Supplied records:
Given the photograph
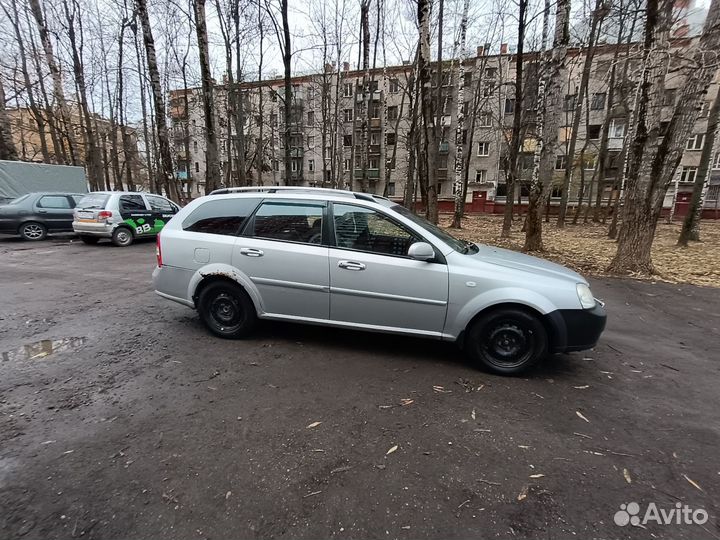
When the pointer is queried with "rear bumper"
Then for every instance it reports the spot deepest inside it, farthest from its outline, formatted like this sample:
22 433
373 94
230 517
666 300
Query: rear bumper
102 230
577 329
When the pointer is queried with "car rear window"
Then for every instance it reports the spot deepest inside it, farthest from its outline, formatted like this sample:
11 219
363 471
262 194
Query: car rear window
93 200
220 216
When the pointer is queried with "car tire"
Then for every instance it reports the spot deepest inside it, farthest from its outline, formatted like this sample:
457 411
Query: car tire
122 237
33 231
507 340
227 310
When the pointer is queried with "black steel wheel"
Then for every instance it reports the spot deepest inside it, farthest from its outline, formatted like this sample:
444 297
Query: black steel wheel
226 310
507 340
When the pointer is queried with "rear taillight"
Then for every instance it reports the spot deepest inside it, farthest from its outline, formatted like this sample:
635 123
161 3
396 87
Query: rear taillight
158 251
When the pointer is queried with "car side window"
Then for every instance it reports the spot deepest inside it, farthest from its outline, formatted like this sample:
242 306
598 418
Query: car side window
132 203
221 216
160 204
54 201
365 229
288 222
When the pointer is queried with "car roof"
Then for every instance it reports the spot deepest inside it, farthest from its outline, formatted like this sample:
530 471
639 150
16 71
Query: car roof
298 192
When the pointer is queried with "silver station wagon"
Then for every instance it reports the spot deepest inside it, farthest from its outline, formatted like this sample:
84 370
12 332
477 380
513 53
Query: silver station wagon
360 261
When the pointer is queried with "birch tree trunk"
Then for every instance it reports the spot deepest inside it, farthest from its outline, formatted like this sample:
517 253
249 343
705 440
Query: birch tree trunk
652 165
165 172
549 120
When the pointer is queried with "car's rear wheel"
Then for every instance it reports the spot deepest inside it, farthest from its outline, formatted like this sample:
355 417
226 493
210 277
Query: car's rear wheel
507 340
33 231
227 310
122 237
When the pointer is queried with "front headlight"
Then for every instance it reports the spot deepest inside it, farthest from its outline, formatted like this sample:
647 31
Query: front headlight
587 300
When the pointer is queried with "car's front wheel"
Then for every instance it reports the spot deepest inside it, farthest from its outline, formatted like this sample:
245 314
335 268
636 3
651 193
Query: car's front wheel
507 340
33 231
227 310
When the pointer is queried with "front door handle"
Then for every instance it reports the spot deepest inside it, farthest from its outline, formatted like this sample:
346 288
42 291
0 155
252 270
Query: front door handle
251 252
351 265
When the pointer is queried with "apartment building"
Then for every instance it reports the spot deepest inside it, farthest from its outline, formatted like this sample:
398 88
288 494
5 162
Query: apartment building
332 114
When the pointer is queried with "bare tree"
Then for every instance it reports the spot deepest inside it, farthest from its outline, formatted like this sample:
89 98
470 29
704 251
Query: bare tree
165 173
652 163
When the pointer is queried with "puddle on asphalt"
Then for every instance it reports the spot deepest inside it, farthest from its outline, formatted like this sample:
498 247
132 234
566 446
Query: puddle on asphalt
44 348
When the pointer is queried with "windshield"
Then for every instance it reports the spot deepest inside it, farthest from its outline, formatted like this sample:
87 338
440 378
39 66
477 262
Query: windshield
461 246
93 200
18 200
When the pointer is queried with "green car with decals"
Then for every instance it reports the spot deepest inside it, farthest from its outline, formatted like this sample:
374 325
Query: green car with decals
121 216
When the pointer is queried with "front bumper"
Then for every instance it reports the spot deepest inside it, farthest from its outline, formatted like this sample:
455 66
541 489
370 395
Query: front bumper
102 230
577 329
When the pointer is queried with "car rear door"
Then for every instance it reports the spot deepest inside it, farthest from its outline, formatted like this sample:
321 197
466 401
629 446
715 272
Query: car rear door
283 251
55 211
372 280
136 214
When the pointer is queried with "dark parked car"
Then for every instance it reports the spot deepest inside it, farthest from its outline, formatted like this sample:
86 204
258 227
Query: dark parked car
34 215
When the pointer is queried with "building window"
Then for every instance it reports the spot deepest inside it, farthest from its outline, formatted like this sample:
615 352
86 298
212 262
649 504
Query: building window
688 174
597 103
617 129
570 102
669 97
695 142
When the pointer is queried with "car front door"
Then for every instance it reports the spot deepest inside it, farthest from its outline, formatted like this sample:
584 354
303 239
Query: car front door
372 280
136 214
284 252
55 211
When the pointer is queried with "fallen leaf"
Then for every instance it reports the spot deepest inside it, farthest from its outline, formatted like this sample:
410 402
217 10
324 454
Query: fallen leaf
693 483
581 416
626 474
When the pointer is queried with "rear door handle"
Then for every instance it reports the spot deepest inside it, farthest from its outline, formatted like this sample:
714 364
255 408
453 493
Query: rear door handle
351 265
251 252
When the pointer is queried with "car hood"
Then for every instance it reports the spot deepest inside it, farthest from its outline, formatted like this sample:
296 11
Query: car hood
527 263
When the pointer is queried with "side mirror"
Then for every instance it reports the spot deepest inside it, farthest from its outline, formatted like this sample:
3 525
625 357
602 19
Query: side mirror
421 251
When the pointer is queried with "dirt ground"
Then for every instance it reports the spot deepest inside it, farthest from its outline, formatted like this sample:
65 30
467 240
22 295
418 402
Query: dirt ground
131 421
587 249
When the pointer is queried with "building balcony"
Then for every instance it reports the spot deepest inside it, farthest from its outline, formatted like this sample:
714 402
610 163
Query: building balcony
373 174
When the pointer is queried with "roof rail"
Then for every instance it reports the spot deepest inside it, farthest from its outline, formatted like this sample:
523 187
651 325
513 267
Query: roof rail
295 189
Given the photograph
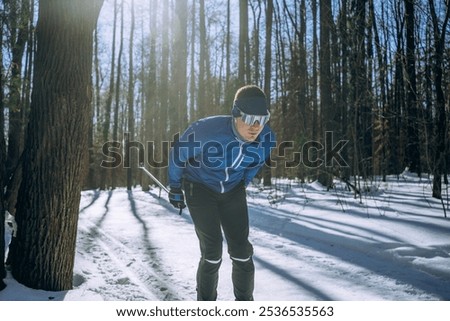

What is expected: Pull out each line from the rows above that contains the word "window", and copy it in full. Case counts.

Finished exercise:
When the pointer is queried with "car rear window"
Query: car rear window
When the pointer is queried with "car side window"
Query: car side window
When the pointer is queried with "building window"
Query: building window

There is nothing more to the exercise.